Drop all pictures and repeat exactly the lines from the line holding "Indicate the graduation" through the end of the records.
* Start PROVIDED RECORDS *
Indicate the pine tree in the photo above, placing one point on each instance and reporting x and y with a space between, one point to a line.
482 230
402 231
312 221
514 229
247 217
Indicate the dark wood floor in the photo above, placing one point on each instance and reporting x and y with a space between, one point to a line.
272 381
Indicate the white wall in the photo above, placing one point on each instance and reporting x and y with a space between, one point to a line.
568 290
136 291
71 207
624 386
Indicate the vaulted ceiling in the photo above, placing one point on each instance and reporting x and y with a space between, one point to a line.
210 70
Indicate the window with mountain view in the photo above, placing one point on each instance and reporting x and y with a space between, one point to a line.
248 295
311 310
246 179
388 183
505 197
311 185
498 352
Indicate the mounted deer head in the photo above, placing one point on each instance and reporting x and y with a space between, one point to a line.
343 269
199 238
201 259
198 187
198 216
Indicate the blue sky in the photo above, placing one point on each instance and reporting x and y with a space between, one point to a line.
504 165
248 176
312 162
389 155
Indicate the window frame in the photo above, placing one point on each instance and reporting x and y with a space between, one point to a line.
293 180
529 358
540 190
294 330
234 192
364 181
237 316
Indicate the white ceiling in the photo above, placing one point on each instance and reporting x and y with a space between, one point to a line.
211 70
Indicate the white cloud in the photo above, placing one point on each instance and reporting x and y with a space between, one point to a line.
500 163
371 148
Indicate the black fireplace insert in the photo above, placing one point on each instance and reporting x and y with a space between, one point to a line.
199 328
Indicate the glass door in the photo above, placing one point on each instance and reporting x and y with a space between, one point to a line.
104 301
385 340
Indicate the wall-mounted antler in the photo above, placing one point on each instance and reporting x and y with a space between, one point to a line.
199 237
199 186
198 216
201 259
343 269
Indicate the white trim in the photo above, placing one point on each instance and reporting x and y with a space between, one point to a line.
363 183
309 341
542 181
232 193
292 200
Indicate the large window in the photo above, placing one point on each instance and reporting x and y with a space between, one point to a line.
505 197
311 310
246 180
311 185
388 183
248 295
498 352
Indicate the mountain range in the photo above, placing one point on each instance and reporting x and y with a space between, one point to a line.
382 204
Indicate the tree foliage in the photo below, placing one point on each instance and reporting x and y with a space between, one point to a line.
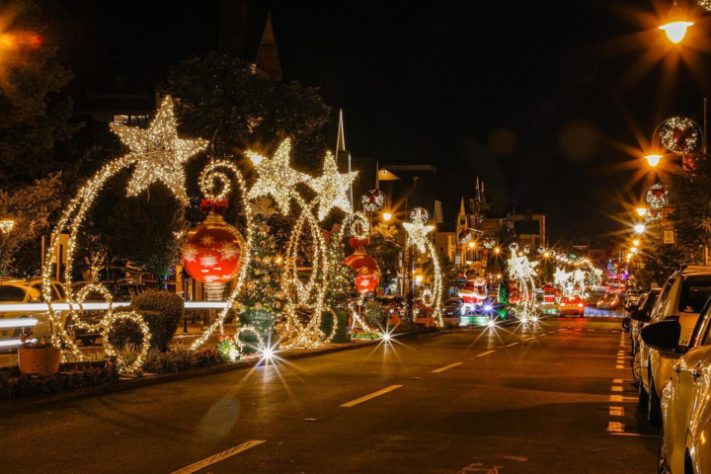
30 207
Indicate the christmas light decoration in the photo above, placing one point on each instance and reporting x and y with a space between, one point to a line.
417 235
523 271
417 230
162 153
373 200
680 135
332 188
276 178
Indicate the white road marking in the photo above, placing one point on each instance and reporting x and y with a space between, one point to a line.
360 400
220 456
446 367
486 353
620 399
636 435
615 427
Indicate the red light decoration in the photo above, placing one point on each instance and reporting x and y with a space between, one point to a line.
367 271
213 254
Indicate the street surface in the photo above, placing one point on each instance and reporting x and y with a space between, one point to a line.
553 399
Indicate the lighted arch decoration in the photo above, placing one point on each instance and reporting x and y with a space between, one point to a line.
277 179
156 154
417 236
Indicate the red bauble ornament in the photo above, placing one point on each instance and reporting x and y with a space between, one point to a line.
213 254
367 271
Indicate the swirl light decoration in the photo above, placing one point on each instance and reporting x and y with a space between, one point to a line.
157 154
417 235
680 135
277 179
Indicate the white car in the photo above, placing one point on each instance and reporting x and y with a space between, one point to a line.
685 446
682 297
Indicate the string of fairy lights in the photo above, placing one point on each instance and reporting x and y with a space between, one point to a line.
158 154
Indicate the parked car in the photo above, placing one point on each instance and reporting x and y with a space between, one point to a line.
640 315
571 306
609 301
26 291
686 399
682 298
452 308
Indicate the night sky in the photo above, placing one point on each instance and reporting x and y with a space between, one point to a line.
536 98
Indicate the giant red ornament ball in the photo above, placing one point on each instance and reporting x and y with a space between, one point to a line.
213 251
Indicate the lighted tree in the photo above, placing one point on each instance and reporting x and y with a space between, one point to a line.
261 299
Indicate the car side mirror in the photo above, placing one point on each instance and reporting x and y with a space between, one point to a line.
639 315
662 335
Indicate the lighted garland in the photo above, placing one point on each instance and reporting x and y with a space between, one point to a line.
277 179
417 236
157 154
215 185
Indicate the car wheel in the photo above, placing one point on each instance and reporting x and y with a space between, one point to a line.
637 368
662 464
654 408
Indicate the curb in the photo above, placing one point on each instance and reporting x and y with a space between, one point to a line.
21 405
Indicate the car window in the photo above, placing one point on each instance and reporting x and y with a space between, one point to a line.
12 293
695 290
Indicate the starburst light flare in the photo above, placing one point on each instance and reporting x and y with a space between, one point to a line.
276 177
332 188
162 153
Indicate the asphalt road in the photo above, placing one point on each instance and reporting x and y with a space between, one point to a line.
555 399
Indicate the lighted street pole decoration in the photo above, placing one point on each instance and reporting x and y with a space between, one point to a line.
523 272
417 236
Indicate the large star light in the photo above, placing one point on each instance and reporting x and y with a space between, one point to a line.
332 187
160 152
276 177
417 230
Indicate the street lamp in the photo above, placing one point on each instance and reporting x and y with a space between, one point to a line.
653 159
677 25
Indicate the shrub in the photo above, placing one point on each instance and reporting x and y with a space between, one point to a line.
162 312
71 376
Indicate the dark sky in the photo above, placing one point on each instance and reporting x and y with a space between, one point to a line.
530 96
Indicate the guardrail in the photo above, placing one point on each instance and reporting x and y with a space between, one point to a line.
19 323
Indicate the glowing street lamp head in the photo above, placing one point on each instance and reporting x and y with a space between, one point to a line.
653 159
676 26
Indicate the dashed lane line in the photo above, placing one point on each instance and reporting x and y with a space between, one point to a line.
446 367
220 456
370 396
483 354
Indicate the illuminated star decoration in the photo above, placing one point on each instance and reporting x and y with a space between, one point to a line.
332 187
276 177
417 230
159 151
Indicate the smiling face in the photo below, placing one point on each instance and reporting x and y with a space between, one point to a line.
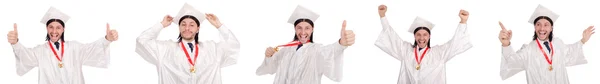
188 28
303 31
55 29
422 37
543 29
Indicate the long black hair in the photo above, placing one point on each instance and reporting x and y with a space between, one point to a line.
307 21
428 31
551 24
62 36
197 23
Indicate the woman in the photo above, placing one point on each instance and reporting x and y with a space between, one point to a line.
188 61
425 65
544 64
60 61
303 61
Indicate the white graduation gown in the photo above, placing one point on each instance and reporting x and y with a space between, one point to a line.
433 65
306 65
95 54
532 60
172 64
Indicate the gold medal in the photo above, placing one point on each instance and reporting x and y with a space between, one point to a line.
276 49
193 70
59 64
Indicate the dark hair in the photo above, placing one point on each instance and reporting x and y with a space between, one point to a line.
307 21
428 31
62 36
197 23
551 24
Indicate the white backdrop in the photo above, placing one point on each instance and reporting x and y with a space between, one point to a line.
262 23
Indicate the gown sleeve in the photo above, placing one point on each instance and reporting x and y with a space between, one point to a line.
331 61
148 47
95 54
389 42
228 49
25 58
513 62
574 54
459 43
271 64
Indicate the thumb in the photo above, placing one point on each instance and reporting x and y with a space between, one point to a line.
501 25
107 27
15 27
344 26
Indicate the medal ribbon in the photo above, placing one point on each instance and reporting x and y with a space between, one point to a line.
422 55
544 52
188 55
62 50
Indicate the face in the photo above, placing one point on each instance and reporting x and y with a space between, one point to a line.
303 31
55 30
543 29
188 28
422 37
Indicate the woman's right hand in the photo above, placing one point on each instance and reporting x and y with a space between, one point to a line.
269 52
382 9
505 35
167 20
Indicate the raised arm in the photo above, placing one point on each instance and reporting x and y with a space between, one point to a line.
575 51
148 47
229 48
25 57
97 54
460 42
512 62
388 41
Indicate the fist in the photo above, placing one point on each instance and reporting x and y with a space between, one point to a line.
464 16
167 20
13 36
111 35
347 37
214 20
269 52
587 33
382 9
505 35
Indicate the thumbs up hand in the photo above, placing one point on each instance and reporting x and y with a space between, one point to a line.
111 35
13 36
347 36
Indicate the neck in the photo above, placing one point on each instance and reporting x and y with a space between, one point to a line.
423 46
543 39
189 40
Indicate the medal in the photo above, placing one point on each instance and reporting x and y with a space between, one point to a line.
548 59
417 57
59 64
192 68
62 52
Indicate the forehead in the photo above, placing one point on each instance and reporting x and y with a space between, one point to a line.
303 24
542 21
55 24
188 20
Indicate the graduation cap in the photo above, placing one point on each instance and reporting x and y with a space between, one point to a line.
187 9
420 22
543 11
303 13
54 13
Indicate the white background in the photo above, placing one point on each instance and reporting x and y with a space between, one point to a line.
262 23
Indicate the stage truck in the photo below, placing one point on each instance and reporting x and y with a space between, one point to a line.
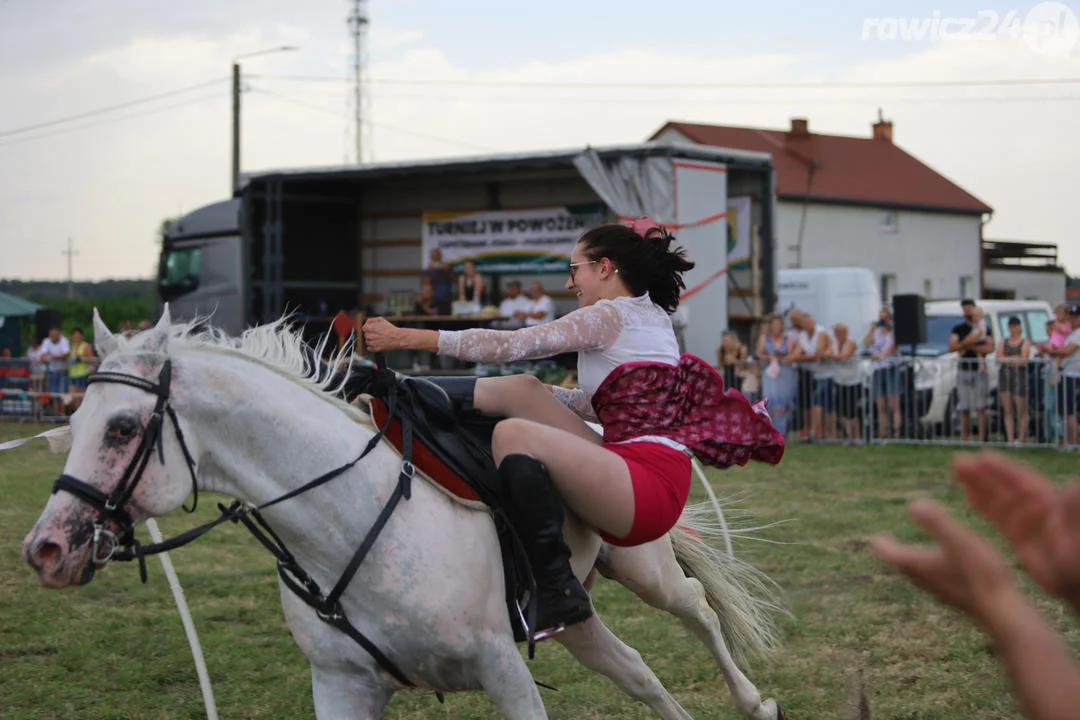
318 241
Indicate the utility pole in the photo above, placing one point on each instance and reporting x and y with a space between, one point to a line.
358 25
69 252
235 128
237 89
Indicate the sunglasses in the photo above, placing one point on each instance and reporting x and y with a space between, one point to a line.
574 267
* End PROVIDED RECORDS *
* [TASK ANSWER]
Indicate the graduation cap in the photo above, placing one point on each instance and reporting x and y with a space between, one point to a line.
187 9
420 22
543 11
303 13
54 13
Indicate the white background in the photo above, placing one point on each instance and reporting x and y with a space between, one point to a line.
262 23
Indicate the stage truck in the photo below, placing one point on each instance and reporting x and y with a space between, one point to a line.
318 241
Indicate the utility pole in the photo above, placing one point on each instance and reporting x and y with a space between, one point to a line.
358 25
69 252
235 128
237 89
Indicate the sunglasses in the photo above, placing one point on each instance and reporting x and y with a space between, one point to a line.
574 267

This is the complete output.